PROBLEM REQUIREMENTS:
Retype each entry below precisely as it reads.

MATERIAL FOR THE TASK:
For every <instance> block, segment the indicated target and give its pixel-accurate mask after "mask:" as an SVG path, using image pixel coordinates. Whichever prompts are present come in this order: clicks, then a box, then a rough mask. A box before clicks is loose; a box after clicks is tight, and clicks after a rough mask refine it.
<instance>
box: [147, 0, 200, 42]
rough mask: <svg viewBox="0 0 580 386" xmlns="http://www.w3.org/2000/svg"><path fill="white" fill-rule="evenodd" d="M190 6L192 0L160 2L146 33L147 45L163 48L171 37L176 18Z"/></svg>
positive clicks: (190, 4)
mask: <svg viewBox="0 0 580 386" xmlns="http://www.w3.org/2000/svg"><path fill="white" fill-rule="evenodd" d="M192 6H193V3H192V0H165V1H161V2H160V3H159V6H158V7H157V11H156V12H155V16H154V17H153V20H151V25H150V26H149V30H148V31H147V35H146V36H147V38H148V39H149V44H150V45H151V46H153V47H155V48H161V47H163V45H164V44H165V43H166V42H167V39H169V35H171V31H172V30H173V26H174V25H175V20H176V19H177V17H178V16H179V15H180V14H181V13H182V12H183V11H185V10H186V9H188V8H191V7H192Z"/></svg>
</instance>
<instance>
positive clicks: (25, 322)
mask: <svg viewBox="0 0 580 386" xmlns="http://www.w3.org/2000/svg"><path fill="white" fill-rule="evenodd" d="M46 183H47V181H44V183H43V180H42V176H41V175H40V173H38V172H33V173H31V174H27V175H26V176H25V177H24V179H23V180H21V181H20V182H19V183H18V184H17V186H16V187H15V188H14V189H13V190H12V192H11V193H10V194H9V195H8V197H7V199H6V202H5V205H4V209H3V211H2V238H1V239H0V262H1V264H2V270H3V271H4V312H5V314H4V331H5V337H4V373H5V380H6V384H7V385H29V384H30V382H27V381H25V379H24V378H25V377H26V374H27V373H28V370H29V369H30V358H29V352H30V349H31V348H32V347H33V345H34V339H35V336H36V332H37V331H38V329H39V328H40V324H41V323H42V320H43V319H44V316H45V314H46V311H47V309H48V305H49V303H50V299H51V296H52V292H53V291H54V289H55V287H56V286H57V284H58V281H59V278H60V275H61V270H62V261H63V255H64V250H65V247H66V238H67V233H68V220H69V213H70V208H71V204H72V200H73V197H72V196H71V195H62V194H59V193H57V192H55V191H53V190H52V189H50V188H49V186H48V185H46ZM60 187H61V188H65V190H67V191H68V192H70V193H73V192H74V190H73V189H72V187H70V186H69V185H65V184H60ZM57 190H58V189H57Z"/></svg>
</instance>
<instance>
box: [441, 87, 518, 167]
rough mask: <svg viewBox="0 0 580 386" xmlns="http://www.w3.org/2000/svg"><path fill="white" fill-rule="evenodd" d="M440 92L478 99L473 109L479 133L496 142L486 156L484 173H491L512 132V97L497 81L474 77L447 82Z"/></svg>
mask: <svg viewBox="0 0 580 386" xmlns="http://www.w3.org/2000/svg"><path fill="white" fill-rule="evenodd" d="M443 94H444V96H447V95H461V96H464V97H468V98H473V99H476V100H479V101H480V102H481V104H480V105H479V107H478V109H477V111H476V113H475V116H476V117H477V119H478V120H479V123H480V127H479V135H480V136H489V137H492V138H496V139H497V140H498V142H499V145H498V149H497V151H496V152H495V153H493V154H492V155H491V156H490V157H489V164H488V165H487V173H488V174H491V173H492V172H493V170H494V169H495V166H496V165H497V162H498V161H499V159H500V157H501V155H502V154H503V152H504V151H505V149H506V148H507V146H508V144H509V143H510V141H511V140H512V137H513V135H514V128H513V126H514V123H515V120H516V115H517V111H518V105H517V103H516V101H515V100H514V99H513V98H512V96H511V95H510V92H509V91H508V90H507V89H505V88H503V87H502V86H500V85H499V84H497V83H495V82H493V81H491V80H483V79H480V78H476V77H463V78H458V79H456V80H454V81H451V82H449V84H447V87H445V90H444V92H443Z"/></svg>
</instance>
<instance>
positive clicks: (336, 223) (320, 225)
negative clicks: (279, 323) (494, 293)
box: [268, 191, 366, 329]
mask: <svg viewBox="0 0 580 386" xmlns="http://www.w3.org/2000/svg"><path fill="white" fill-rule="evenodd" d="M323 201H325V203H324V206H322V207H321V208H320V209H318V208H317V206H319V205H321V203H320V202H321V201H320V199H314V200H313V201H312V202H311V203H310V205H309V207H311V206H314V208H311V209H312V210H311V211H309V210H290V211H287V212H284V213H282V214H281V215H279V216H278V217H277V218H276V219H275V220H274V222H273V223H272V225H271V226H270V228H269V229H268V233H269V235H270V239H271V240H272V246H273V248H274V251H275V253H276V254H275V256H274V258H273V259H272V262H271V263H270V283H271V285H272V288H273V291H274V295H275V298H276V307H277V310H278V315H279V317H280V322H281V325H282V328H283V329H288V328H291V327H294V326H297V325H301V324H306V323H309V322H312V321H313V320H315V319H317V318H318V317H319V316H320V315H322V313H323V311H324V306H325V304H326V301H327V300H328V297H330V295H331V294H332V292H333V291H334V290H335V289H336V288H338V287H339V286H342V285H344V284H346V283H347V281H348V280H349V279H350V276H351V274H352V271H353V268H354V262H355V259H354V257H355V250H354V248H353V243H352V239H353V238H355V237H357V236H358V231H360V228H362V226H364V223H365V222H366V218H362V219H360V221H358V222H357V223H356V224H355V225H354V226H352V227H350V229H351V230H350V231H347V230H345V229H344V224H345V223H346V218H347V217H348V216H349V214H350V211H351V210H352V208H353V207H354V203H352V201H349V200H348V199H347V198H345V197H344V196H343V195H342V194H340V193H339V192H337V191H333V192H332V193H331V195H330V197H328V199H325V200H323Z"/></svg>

RESPONSE AREA:
For every <instance> block, segment the indicated target and give its pixel-accurate mask after "mask:" as an SVG path, using image pixel coordinates. Whichever prompts are present come in this order: clicks, then a box, then a rough mask. A box before clicks is loose; a box after clicks is tight, and clicks after a rough mask refine it.
<instance>
box: [147, 0, 200, 42]
rough mask: <svg viewBox="0 0 580 386" xmlns="http://www.w3.org/2000/svg"><path fill="white" fill-rule="evenodd" d="M190 6L192 0L160 2L146 33L147 45L163 48L171 37L176 18Z"/></svg>
positive clicks: (190, 4)
mask: <svg viewBox="0 0 580 386" xmlns="http://www.w3.org/2000/svg"><path fill="white" fill-rule="evenodd" d="M192 6H193V3H192V0H165V1H161V2H160V3H159V6H158V7H157V11H156V12H155V16H154V17H153V20H151V25H150V26H149V30H148V31H147V35H146V36H147V38H148V39H149V44H150V45H151V46H153V47H155V48H161V47H163V45H164V44H165V43H166V42H167V39H169V35H171V31H172V30H173V26H174V25H175V20H176V19H177V17H178V16H179V15H180V14H181V13H182V12H183V11H185V10H186V9H188V8H191V7H192Z"/></svg>
</instance>
<instance>
positive clicks: (25, 322)
mask: <svg viewBox="0 0 580 386" xmlns="http://www.w3.org/2000/svg"><path fill="white" fill-rule="evenodd" d="M46 183H47V181H44V183H43V180H42V176H41V175H40V173H38V172H33V173H31V174H27V175H26V176H25V177H24V179H23V180H21V181H20V182H19V183H18V184H17V186H16V187H15V188H14V189H13V190H12V192H11V193H10V194H9V195H8V197H7V199H6V202H5V205H4V209H3V211H2V238H1V239H0V262H1V264H2V270H3V271H4V312H5V314H4V331H5V337H4V373H5V380H6V384H7V385H29V384H30V382H27V381H25V379H24V378H25V377H26V374H27V373H28V370H29V369H30V358H29V352H30V349H31V348H32V347H33V345H34V339H35V336H36V332H37V331H38V329H39V328H40V324H41V323H42V320H43V319H44V316H45V314H46V311H47V309H48V305H49V303H50V299H51V296H52V292H53V291H54V289H55V287H56V286H57V284H58V281H59V278H60V275H61V270H62V261H63V255H64V250H65V247H66V238H67V233H68V220H69V213H70V208H71V204H72V200H73V197H72V196H71V195H62V194H59V193H57V192H55V191H53V190H52V189H50V188H49V186H48V185H46ZM60 187H61V188H65V190H67V191H68V192H70V193H73V192H74V190H73V189H72V187H70V186H69V185H65V184H60ZM57 190H58V189H57Z"/></svg>
</instance>
<instance>
box: [441, 87, 518, 167]
rough mask: <svg viewBox="0 0 580 386" xmlns="http://www.w3.org/2000/svg"><path fill="white" fill-rule="evenodd" d="M440 92L478 99L473 109L479 133L496 142L486 156L484 173H491L512 132V97L497 81L474 77L447 82Z"/></svg>
mask: <svg viewBox="0 0 580 386" xmlns="http://www.w3.org/2000/svg"><path fill="white" fill-rule="evenodd" d="M443 94H444V96H447V95H461V96H464V97H468V98H473V99H476V100H479V101H480V102H481V104H480V105H479V107H478V109H477V111H476V113H475V116H476V117H477V119H478V120H479V123H480V127H479V135H480V136H489V137H492V138H496V139H497V140H498V142H499V145H498V149H497V151H496V152H495V153H493V154H492V155H491V156H490V157H489V164H488V165H487V173H488V174H491V173H492V172H493V170H494V169H495V166H496V165H497V162H498V161H499V159H500V157H501V155H502V154H503V152H504V151H505V149H506V148H507V146H508V144H509V143H510V141H511V140H512V137H513V135H514V128H513V126H514V123H515V120H516V115H517V111H518V105H517V103H516V101H515V100H514V99H513V98H512V96H511V95H510V92H509V91H508V90H507V89H505V88H503V87H502V86H500V85H499V84H497V83H495V82H493V81H491V80H483V79H480V78H476V77H463V78H458V79H456V80H454V81H451V82H449V84H447V87H445V90H444V92H443Z"/></svg>
</instance>
<instance>
positive clicks: (336, 223) (320, 225)
negative clicks: (279, 323) (494, 293)
box: [268, 191, 366, 329]
mask: <svg viewBox="0 0 580 386" xmlns="http://www.w3.org/2000/svg"><path fill="white" fill-rule="evenodd" d="M323 201H325V203H324V206H322V207H321V208H320V209H318V208H317V206H319V205H321V203H320V202H321V201H320V199H314V200H313V201H312V202H311V203H310V205H309V207H311V206H314V208H311V209H312V210H311V211H309V210H290V211H287V212H284V213H282V214H281V215H279V216H278V217H277V218H276V219H275V220H274V222H273V223H272V225H271V226H270V228H269V229H268V233H269V235H270V239H271V240H272V246H273V248H274V251H275V253H276V254H275V256H274V258H273V259H272V262H271V263H270V283H271V285H272V288H273V291H274V295H275V298H276V307H277V310H278V315H279V317H280V322H281V325H282V328H283V329H288V328H291V327H294V326H297V325H301V324H306V323H309V322H312V321H313V320H315V319H317V318H318V317H319V316H320V315H322V313H323V311H324V306H325V304H326V301H327V300H328V297H330V295H331V294H332V292H333V291H334V290H335V289H336V288H338V287H339V286H342V285H344V284H346V283H347V281H348V280H349V279H350V276H351V274H352V271H353V268H354V262H355V259H354V257H355V250H354V248H353V243H352V239H353V238H355V237H357V236H358V231H360V228H362V226H364V223H365V222H366V218H362V219H360V221H358V222H357V223H356V224H355V225H354V226H352V227H350V229H351V230H350V231H347V230H345V229H344V224H345V223H346V218H347V217H348V216H349V214H350V211H351V210H352V208H353V207H354V203H352V201H349V200H348V199H347V198H345V197H344V196H343V195H342V194H340V193H339V192H337V191H333V192H332V193H331V195H330V197H328V199H325V200H323Z"/></svg>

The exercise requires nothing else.